• [Exercise aim]: Please copy the lines of the records below, starting at the line containing "TARGET: black plastic nursery pot" and ending at the line containing "[(687, 280), (16, 376), (67, 283), (77, 680)]". Keep every line unchanged except for the answer list, where each coordinate is shifted by -99.

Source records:
****************************************

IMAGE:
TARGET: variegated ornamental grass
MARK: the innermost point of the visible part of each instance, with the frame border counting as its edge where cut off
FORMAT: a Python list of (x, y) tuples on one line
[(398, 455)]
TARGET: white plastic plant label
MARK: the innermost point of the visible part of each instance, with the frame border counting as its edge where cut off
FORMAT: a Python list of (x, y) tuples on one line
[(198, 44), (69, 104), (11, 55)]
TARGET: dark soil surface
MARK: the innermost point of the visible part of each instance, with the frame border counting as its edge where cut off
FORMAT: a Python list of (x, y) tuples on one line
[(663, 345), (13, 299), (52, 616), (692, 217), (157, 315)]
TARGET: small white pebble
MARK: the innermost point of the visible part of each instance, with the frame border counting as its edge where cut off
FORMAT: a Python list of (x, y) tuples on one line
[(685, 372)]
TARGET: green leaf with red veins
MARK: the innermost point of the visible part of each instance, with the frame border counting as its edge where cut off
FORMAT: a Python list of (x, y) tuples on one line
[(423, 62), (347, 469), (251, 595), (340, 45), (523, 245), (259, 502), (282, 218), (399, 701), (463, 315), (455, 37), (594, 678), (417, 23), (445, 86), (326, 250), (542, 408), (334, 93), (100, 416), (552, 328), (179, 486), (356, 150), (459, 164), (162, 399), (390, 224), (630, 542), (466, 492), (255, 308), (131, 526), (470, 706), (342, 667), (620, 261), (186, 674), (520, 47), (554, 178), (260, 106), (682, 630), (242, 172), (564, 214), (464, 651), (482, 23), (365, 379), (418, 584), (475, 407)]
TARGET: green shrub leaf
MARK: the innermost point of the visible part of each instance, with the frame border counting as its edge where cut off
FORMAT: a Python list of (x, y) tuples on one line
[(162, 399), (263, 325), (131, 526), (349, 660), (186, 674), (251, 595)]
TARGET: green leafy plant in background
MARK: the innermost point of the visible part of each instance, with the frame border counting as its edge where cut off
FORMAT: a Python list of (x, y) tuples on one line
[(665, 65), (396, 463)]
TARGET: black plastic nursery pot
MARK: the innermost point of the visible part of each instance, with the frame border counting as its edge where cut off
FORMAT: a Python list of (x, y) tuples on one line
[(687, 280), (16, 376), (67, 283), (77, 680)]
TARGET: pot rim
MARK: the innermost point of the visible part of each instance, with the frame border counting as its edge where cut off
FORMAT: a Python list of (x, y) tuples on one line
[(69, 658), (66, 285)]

****************************************

• [Task result]:
TARGET: black plastic nursery pot
MARK: the innermost point of the visible part of each instance, with the frame border counting as its edge where cut off
FORMAT: a Python list of (x, y) tuples on one line
[(588, 181), (-83, 277), (-32, 184), (-22, 581)]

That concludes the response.